#### SOURCE TEXT ####

This quest for telling it like it is comes out in all Gogol’s depictions of eating. It’s almost as if he’s so desperate not to be a hypocrite about his own greed that he overdoes it. From the beginning of Dead Souls, you can feel Gogol’s obsession with fatness, thinness, hospitality, social eating and the business of feeding. Gogol is often referred to as being the master of the grotesque, and his fascination with food comes into this. But there is also something very joyous about him. He’s like a snorty little pig sniffing out truffles, except the truffles are interesting (and, yes, sometimes gleefully grotesque) characters. There are no subtleties in his descriptions. The opening chapters describe how there are two types of men: fat and thin. The thin men lean into the ladies. The fat men know to stay away from the ladies. (Say what you like, but I can’t help feeling that he has really got this right. Usually, the more portly someone is, the more aware they are of invading personal space. But if you are skinny and agile, you can get away with brushing up against others.) Don’t pity the fat ones, though, because they are always the ones who come out on top in Gogol: ‘The fat ones of this world know how to manage their affairs better than the thin ones.’

####

■ EXERCISE INSTRUCTIONS
Reproduce the Gogol passage in full, word for word. Rely only on the Gogol passage.

#### DATA ####

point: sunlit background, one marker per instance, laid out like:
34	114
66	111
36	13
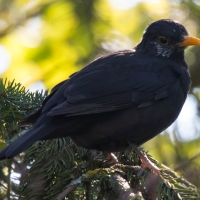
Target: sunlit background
43	42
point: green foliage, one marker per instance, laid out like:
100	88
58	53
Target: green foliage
52	167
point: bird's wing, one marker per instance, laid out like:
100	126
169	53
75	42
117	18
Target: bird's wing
110	88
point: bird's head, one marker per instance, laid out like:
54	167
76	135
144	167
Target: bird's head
166	38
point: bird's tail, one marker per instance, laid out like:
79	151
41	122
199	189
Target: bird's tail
22	143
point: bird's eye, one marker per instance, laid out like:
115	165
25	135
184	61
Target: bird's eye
163	40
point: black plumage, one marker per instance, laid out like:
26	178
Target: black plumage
125	97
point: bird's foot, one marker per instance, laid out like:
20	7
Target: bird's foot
110	160
146	163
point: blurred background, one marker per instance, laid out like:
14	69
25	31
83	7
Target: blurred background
43	42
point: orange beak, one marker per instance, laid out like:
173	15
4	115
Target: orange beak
188	40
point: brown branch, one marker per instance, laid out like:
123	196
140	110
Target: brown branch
122	189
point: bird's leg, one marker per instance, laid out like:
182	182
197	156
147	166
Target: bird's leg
146	163
111	159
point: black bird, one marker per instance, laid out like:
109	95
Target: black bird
124	97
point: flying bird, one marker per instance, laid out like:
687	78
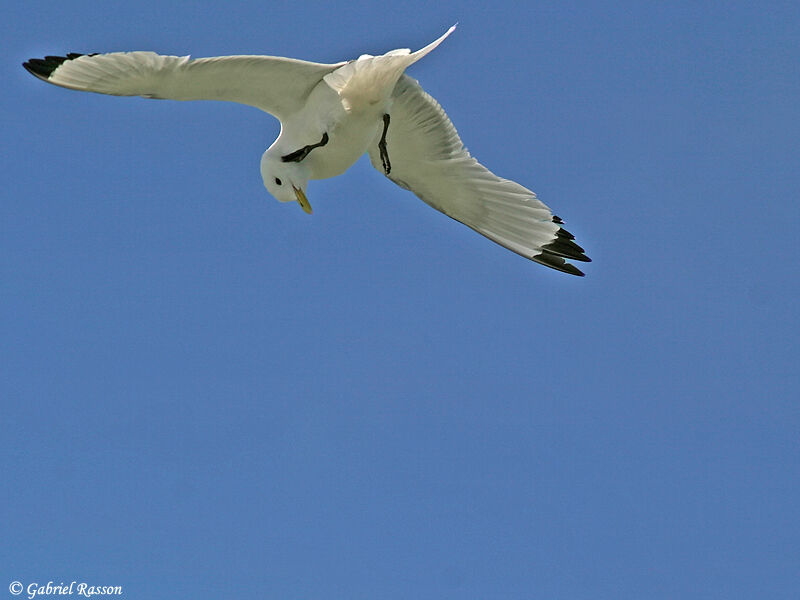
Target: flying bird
330	115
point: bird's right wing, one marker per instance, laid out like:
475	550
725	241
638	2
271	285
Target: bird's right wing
276	85
425	155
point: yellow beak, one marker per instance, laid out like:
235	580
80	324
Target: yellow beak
302	200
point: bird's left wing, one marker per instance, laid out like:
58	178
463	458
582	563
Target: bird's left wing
274	84
424	154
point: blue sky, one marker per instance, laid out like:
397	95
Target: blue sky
208	394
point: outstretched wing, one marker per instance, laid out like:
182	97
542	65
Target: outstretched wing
276	85
426	156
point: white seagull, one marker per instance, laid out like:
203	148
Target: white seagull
330	115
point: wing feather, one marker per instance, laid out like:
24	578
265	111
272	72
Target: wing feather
276	85
428	158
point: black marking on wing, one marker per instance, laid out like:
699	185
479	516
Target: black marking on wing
44	67
299	155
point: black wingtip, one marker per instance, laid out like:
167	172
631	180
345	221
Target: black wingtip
557	263
43	67
564	246
555	253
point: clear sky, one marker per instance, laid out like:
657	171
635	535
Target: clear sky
208	394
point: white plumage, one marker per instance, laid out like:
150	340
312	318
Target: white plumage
330	115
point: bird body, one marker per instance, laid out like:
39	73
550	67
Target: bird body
332	114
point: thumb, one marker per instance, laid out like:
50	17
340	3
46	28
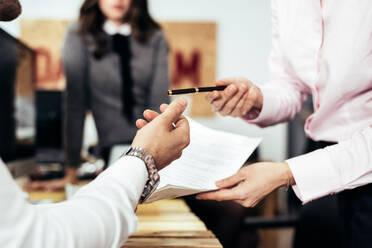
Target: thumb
230	181
174	110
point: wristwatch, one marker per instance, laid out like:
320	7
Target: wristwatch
154	178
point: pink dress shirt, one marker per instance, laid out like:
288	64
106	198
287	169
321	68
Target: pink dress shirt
324	49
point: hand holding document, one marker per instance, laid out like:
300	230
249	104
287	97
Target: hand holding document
212	155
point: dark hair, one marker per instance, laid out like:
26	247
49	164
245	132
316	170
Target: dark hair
91	20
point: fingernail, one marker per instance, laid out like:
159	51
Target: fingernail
182	101
232	89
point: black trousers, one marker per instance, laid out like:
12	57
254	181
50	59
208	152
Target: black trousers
355	207
342	220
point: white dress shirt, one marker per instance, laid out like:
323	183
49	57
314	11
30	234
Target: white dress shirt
323	48
101	214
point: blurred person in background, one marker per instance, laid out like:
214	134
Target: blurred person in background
100	214
115	60
312	56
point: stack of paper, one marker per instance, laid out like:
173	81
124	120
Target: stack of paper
212	155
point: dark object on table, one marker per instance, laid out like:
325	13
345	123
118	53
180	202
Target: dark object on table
8	67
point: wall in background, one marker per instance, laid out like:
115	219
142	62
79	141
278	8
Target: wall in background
243	45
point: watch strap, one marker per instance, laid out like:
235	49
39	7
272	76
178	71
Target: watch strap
153	176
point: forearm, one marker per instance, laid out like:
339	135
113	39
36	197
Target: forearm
281	102
326	171
101	214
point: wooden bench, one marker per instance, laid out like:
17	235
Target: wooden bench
167	223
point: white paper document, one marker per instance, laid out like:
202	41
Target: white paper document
212	155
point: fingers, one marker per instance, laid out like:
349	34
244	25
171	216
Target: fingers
226	95
212	96
174	111
232	104
230	181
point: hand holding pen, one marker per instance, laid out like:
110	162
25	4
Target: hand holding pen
240	98
236	97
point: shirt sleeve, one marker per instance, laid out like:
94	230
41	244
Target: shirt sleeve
160	76
101	214
346	165
75	68
284	93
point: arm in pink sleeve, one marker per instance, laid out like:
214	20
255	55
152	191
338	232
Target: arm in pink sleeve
284	94
346	165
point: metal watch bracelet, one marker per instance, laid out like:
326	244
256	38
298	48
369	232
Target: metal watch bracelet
154	178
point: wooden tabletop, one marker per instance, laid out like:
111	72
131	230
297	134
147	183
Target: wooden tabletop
167	223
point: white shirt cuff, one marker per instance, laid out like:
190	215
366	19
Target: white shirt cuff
315	175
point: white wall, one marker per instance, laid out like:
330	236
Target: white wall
243	40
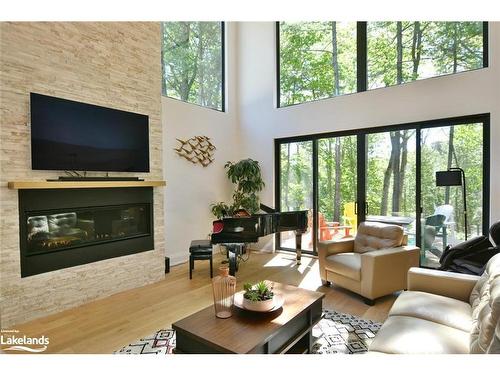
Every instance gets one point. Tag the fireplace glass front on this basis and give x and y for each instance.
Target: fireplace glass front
(68, 228)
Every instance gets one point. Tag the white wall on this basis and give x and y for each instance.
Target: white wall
(191, 187)
(448, 96)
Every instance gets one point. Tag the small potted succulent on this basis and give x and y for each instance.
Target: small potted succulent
(258, 297)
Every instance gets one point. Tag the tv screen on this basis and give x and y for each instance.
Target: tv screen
(69, 135)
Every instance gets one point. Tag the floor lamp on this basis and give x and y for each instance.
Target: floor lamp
(454, 177)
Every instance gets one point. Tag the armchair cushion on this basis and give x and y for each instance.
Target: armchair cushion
(375, 236)
(448, 284)
(433, 307)
(345, 264)
(408, 335)
(485, 300)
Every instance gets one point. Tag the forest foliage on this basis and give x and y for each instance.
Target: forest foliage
(192, 62)
(318, 60)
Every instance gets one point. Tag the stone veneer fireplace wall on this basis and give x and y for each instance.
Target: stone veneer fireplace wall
(114, 65)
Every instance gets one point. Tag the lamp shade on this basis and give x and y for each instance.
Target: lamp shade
(448, 178)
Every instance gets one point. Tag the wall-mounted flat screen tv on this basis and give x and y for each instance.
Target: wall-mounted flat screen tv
(74, 136)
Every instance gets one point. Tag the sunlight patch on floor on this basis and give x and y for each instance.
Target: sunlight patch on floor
(281, 260)
(305, 264)
(311, 278)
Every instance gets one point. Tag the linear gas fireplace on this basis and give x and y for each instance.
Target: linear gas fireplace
(68, 227)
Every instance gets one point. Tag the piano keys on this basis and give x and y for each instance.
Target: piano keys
(235, 232)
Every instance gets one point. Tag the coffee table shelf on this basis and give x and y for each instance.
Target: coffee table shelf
(286, 330)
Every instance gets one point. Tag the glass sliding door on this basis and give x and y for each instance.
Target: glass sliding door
(296, 188)
(391, 179)
(337, 187)
(443, 219)
(388, 173)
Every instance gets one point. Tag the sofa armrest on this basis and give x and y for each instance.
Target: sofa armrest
(385, 271)
(448, 284)
(326, 248)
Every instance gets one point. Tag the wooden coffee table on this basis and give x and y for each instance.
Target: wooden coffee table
(286, 330)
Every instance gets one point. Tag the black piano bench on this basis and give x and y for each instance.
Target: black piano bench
(200, 250)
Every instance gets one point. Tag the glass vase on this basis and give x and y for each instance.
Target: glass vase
(224, 287)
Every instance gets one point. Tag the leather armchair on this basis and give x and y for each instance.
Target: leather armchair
(373, 264)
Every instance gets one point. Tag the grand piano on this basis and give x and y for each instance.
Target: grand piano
(235, 232)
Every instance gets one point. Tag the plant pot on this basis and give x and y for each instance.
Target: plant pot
(258, 305)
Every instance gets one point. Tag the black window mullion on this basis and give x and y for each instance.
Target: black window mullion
(223, 66)
(361, 176)
(278, 90)
(486, 175)
(277, 186)
(361, 53)
(418, 186)
(485, 45)
(315, 196)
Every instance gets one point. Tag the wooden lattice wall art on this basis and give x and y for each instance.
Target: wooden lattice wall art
(197, 149)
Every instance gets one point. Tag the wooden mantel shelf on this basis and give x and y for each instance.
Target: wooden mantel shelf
(16, 185)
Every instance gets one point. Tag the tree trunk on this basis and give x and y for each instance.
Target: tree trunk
(449, 163)
(399, 49)
(385, 186)
(455, 47)
(404, 161)
(335, 62)
(416, 48)
(201, 86)
(396, 185)
(287, 186)
(329, 173)
(338, 176)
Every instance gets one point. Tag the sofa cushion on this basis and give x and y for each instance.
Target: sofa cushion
(485, 301)
(405, 335)
(494, 347)
(435, 308)
(375, 236)
(345, 264)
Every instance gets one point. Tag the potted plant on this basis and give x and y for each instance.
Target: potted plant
(247, 176)
(258, 297)
(221, 210)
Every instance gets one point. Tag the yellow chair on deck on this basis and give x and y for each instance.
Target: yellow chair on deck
(350, 217)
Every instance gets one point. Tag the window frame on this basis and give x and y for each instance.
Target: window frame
(361, 134)
(362, 63)
(223, 68)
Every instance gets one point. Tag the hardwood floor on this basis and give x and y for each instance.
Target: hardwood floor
(108, 324)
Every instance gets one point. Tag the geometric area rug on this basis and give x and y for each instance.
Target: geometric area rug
(336, 333)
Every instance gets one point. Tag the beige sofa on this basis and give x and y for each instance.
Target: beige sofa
(373, 264)
(444, 312)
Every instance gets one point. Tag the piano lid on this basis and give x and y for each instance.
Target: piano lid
(267, 209)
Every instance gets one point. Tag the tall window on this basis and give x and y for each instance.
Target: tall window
(193, 62)
(400, 52)
(388, 174)
(318, 60)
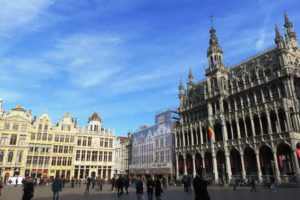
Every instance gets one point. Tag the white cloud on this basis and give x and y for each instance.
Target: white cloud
(18, 13)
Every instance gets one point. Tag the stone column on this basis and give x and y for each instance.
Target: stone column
(184, 165)
(177, 170)
(252, 125)
(215, 169)
(269, 123)
(192, 135)
(277, 172)
(243, 166)
(228, 165)
(296, 162)
(258, 166)
(194, 165)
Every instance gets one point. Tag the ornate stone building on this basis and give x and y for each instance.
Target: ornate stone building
(253, 109)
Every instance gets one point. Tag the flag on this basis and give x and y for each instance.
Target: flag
(210, 131)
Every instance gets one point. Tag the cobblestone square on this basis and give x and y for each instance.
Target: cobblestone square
(172, 193)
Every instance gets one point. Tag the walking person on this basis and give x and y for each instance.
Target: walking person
(150, 186)
(200, 186)
(139, 189)
(253, 185)
(28, 189)
(158, 190)
(88, 183)
(56, 188)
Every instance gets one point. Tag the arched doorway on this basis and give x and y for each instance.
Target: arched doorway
(180, 164)
(250, 161)
(208, 163)
(221, 165)
(189, 164)
(266, 159)
(218, 132)
(285, 159)
(235, 162)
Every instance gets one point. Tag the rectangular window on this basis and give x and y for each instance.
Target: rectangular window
(101, 142)
(58, 161)
(89, 141)
(29, 160)
(7, 126)
(32, 136)
(83, 156)
(77, 154)
(79, 141)
(100, 156)
(56, 138)
(105, 156)
(88, 155)
(50, 137)
(161, 142)
(60, 149)
(161, 156)
(62, 138)
(15, 126)
(38, 136)
(53, 161)
(64, 162)
(55, 149)
(47, 158)
(44, 136)
(94, 155)
(67, 138)
(35, 158)
(109, 156)
(65, 149)
(110, 143)
(13, 139)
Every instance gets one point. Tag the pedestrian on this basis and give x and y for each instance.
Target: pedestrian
(253, 185)
(1, 186)
(200, 186)
(88, 183)
(56, 188)
(158, 190)
(28, 189)
(113, 182)
(139, 189)
(189, 182)
(150, 186)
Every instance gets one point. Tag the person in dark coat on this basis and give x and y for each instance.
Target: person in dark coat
(28, 189)
(157, 188)
(56, 188)
(150, 186)
(200, 186)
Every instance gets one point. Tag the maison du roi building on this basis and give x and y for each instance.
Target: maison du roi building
(253, 110)
(38, 148)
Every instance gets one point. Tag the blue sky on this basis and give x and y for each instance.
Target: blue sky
(122, 58)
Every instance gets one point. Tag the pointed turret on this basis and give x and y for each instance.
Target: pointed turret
(290, 36)
(278, 38)
(214, 52)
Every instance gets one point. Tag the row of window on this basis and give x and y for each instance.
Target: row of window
(15, 126)
(62, 149)
(10, 156)
(38, 160)
(82, 155)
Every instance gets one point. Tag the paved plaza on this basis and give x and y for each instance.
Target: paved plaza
(172, 193)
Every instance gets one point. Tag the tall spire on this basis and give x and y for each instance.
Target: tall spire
(287, 24)
(214, 52)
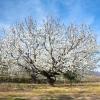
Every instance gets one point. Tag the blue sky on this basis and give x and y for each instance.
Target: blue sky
(69, 11)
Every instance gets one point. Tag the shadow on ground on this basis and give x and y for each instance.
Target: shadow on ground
(60, 97)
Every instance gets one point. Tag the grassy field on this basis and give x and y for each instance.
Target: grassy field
(83, 91)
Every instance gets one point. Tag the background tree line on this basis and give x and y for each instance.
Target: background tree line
(50, 50)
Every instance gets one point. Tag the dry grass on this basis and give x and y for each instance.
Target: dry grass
(30, 90)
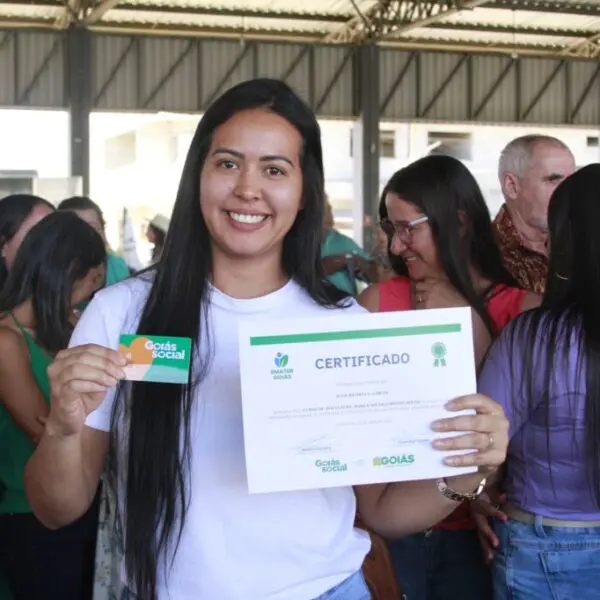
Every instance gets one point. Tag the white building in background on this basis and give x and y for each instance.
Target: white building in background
(136, 159)
(139, 166)
(478, 146)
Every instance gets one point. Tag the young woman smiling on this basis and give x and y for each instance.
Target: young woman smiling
(244, 243)
(442, 247)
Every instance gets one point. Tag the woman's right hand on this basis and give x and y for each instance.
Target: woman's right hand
(79, 379)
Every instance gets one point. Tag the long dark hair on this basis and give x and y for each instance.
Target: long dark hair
(55, 253)
(13, 211)
(159, 242)
(568, 317)
(445, 190)
(158, 451)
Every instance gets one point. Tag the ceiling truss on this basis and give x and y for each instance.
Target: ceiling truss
(386, 23)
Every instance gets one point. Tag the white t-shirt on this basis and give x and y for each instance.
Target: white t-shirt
(236, 546)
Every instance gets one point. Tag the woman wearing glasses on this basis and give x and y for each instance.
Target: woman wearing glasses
(442, 248)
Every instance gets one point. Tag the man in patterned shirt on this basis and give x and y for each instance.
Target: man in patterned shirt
(530, 168)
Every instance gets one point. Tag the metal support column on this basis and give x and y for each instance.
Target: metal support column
(79, 77)
(366, 144)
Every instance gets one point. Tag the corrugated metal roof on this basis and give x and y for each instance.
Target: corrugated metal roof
(541, 26)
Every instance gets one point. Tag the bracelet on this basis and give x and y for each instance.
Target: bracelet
(448, 492)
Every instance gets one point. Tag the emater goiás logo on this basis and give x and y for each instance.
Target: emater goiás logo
(282, 371)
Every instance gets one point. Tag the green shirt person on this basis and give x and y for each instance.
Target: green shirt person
(89, 211)
(344, 260)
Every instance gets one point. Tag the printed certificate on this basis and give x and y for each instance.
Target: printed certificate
(349, 400)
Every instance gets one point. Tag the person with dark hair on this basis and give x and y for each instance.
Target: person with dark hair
(18, 214)
(244, 243)
(545, 370)
(59, 263)
(90, 212)
(442, 247)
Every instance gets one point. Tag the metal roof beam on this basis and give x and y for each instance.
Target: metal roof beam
(99, 11)
(587, 48)
(389, 18)
(518, 30)
(548, 6)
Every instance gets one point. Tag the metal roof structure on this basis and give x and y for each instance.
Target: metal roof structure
(551, 28)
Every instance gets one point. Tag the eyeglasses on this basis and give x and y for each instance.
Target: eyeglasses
(403, 230)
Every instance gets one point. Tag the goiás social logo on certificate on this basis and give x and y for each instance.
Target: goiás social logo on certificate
(349, 400)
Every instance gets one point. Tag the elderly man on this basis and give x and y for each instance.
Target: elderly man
(530, 169)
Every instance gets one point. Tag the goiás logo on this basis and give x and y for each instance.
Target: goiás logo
(282, 371)
(399, 460)
(331, 466)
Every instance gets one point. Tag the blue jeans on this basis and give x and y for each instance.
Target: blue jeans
(441, 565)
(536, 562)
(353, 588)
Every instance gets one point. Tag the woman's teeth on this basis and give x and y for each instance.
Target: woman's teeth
(245, 218)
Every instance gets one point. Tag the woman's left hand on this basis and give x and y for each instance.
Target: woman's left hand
(486, 433)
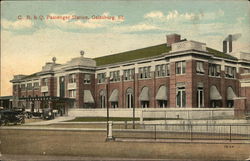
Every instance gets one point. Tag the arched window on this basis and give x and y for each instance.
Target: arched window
(129, 98)
(161, 96)
(230, 97)
(114, 98)
(215, 97)
(102, 98)
(144, 97)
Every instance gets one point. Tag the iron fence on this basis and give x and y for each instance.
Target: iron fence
(185, 132)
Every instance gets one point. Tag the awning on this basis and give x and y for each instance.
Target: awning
(144, 96)
(114, 96)
(88, 98)
(230, 94)
(214, 94)
(162, 93)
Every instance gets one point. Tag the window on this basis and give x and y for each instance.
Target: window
(181, 67)
(144, 72)
(114, 76)
(200, 67)
(200, 97)
(101, 77)
(23, 87)
(72, 93)
(86, 78)
(230, 72)
(15, 87)
(36, 85)
(45, 93)
(162, 70)
(129, 98)
(72, 78)
(214, 70)
(246, 70)
(128, 74)
(29, 86)
(45, 82)
(181, 97)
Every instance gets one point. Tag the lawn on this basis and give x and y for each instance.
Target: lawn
(103, 119)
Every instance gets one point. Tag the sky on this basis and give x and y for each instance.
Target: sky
(32, 32)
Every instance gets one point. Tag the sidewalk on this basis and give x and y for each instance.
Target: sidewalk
(48, 122)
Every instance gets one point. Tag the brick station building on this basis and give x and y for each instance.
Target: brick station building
(179, 73)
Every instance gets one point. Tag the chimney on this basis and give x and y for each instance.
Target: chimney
(230, 43)
(225, 46)
(173, 38)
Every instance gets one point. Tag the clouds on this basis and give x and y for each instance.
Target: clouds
(175, 15)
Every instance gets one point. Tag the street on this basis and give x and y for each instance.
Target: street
(92, 145)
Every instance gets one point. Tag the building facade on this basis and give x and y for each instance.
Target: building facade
(179, 73)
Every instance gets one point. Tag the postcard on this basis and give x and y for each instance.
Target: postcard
(125, 80)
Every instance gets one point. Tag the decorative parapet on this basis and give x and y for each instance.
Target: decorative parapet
(188, 45)
(44, 89)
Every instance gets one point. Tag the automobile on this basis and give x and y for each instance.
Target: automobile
(48, 114)
(11, 116)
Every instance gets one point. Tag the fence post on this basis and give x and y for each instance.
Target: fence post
(155, 131)
(125, 124)
(191, 132)
(141, 117)
(230, 134)
(110, 135)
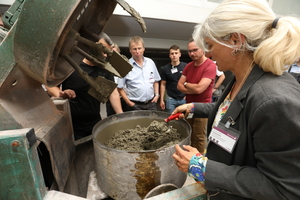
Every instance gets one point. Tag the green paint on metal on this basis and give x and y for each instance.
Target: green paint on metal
(20, 172)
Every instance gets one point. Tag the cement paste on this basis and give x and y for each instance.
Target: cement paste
(153, 137)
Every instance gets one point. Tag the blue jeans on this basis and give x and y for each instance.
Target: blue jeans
(171, 103)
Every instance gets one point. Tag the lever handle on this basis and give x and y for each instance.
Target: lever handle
(172, 117)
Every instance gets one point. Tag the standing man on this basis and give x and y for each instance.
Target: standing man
(141, 83)
(197, 82)
(170, 74)
(85, 109)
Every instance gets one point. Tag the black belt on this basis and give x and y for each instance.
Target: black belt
(139, 102)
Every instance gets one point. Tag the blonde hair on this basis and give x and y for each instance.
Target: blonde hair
(273, 47)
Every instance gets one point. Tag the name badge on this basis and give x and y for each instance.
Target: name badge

####

■ PROBLEM SOLUTION
This quest for telling it like it is comes out in all Gogol’s depictions of eating. It’s almost as if he’s so desperate not to be a hypocrite about his own greed that he overdoes it. From the beginning of Dead Souls, you can feel Gogol’s obsession with fatness, thinness, hospitality, social eating and the business of feeding. Gogol is often referred to as being the master of the grotesque, and his fascination with food comes into this. But there is also something very joyous about him. He’s like a snorty little pig sniffing out truffles, except the truffles are interesting (and, yes, sometimes gleefully grotesque) characters. There are no subtleties in his descriptions. The opening chapters describe how there are two types of men: fat and thin. The thin men lean into the ladies. The fat men know to stay away from the ladies. (Say what you like, but I can’t help feeling that he has really got this right. Usually, the more portly someone is, the more aware they are of invading personal space. But if you are skinny and agile, you can get away with brushing up against others.) Don’t pity the fat ones, though, because they are always the ones who come out on top in Gogol: ‘The fat ones of this world know how to manage their affairs better than the thin ones.’